[Tasks for this exercise]:
a) In the passage on gay marriage, swap "contingency" for "impermanence" throughout the part starting with "Brooks - Gay" and going on through "easily canceled contract.".
b) Finish out the passage on gay marriage by writing the next part, picking up after its final sentence.

─── Quoted passage ───

Brooks - Gay Marriage Strengthens the Institution
David Brooks has a pretty persuasive conservative argument
in favor of granting gays and lesbians entry into the institution of marriage.
Marriage is in crisis because marriage, which relies on a culture of fidelity, is now asked to survive in a culture of contingency. Today, individual choice is held up as the highest value: choice of lifestyles, choice of identities, choice of cellphone rate plans. Freedom is a wonderful thing, but the culture of contingency means that the marriage bond, which is supposed to be a sacred vow till death do us part, is now more likely to be seen as an easily canceled contract.
Still, even in this time of crisis, every human being in the United States has the chance to move from the path of contingency to the path of marital fidelity ? except homosexuals. Gays and lesbians are banned from marriage and forbidden to enter into this powerful and ennobling institution. A gay or lesbian couple may love each other as deeply as any two people, but when you meet a member of such a couple at a party, he or she then introduces you to a "partner," a word that reeks of contingency.

─── Information shown ───

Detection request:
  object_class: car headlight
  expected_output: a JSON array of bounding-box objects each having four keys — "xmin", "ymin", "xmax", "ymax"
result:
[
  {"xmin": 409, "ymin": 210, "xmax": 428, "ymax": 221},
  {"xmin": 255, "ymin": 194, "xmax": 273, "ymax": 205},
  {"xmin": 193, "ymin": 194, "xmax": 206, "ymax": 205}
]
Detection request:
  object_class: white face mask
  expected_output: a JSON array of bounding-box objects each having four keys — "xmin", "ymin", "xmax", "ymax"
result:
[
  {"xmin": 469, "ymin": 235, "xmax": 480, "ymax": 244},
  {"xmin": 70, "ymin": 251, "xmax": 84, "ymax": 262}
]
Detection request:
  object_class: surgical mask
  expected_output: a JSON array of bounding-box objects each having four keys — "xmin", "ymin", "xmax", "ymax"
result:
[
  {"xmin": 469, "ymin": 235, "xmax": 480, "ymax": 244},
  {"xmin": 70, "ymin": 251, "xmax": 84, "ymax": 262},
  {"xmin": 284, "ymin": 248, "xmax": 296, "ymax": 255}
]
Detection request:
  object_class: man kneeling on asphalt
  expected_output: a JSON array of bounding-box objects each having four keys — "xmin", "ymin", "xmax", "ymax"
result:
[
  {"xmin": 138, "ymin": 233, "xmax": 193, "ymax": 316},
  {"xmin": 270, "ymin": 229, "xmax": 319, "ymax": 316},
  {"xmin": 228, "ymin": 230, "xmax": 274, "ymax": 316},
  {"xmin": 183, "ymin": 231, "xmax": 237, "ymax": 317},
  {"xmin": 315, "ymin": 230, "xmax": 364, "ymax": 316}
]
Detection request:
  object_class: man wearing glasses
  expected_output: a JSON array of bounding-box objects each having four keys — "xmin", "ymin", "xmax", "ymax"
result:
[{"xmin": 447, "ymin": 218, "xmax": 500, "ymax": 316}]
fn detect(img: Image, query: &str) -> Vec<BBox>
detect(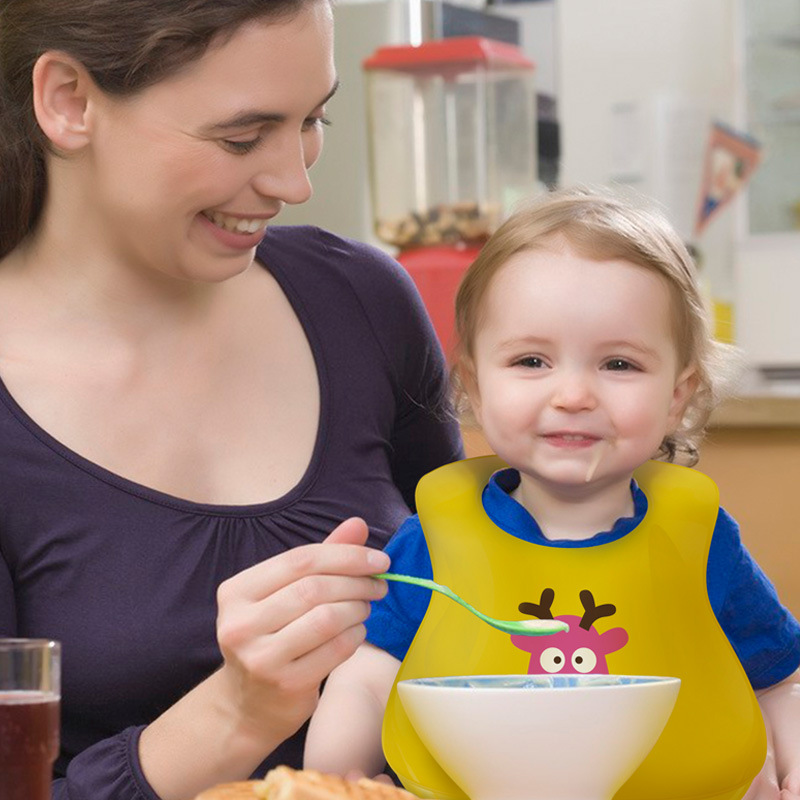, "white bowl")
[397,674,680,800]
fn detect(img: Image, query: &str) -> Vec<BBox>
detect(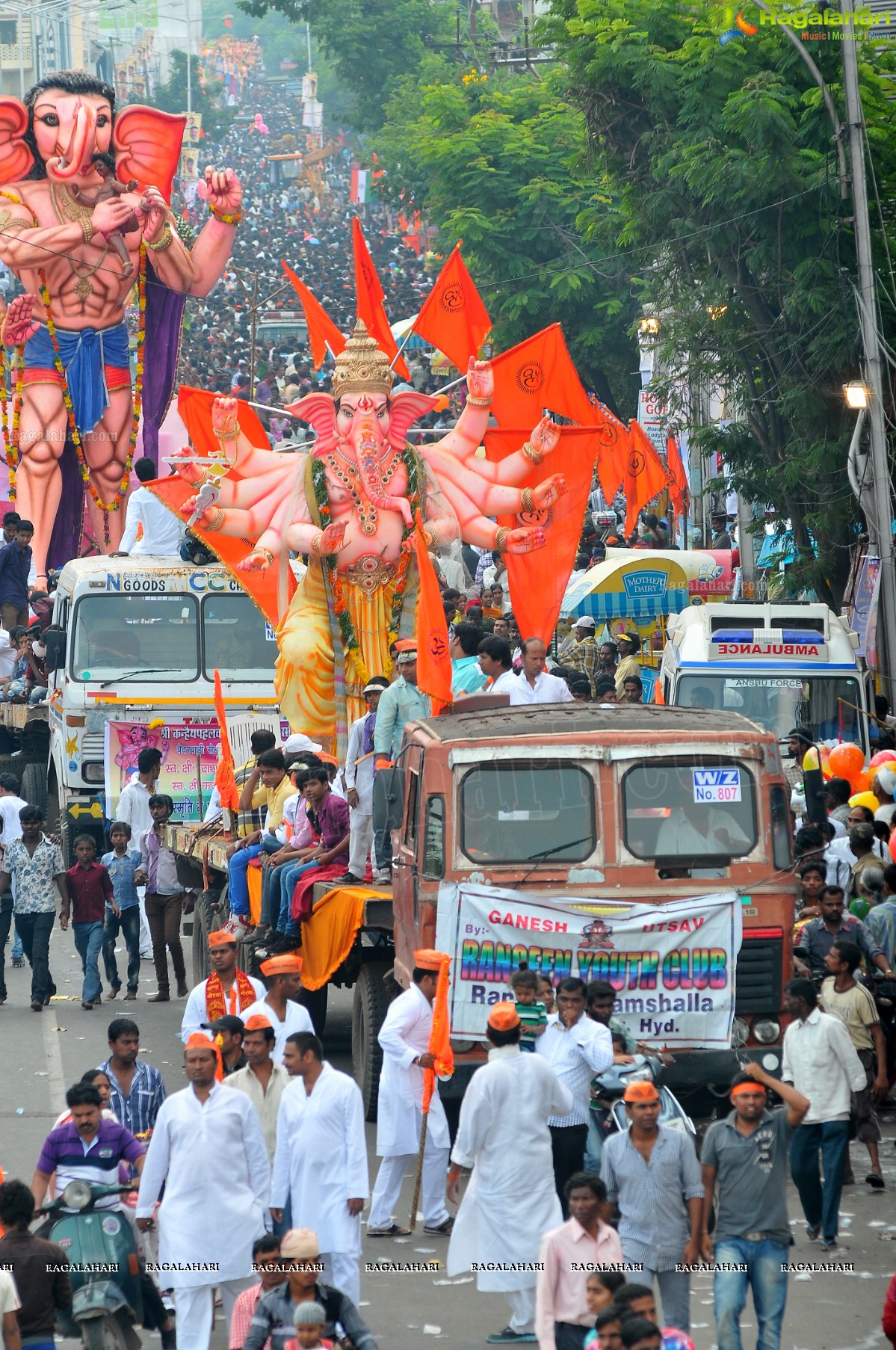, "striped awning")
[575,588,691,623]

───

[Responses per task]:
a)
Brooks - Gay Marriage Strengthens the Institution
David Brooks has a pretty persuasive conservative argument
in favor of granting gays and lesbians entry into the institution of marriage.
Marriage is in crisis because marriage, which relies on a culture of fidelity, is now asked to survive in a culture of impermanence. Today, individual choice is held up as the highest value: choice of lifestyles, choice of identities, choice of cellphone rate plans. Freedom is a wonderful thing, but the culture of impermanence means that the marriage bond, which is supposed to be a sacred vow till death do us part, is now more likely to be seen as an easily canceled contract.

b)
Like it or not, the institution of marriage is in flux. And, although you'd never know it from the current iteration of the hubbub, this is not a new phenomenon. To the continued chagrin of social conservatives, the development and social acceptance of effective contraception changed the nature of marriage over 40 years ago. That horse has WAY left the barn.
And what goes mainly unspoken in the discussion is that their sacred nuclear family is a recent and arguably "unnatural" arrangement. Years before the sexual revolution, the extended family was going through its final death throes. I sometimes wonder how many social conservatives would trumpet "the traditional family" if they were forced to live with their mother-in-law? Gays are not responsible for the decline of the traditional family. Blame modern agriculture and the industrial revolution.
It's bloody hard to stay married without social (and I don't mean STATE) support. Without brothers, sisters, cousins, and the rest of the tribe to support, guide and enforce your vow of commitment, it's hard to know how to make the damned thing work and all too easy to call it quits. It is impossible to insulate marriage from the increasing spectrum of choice brought about by technology. Without the additional bond that offspring bring to the mix, I don't know how anyone makes it through.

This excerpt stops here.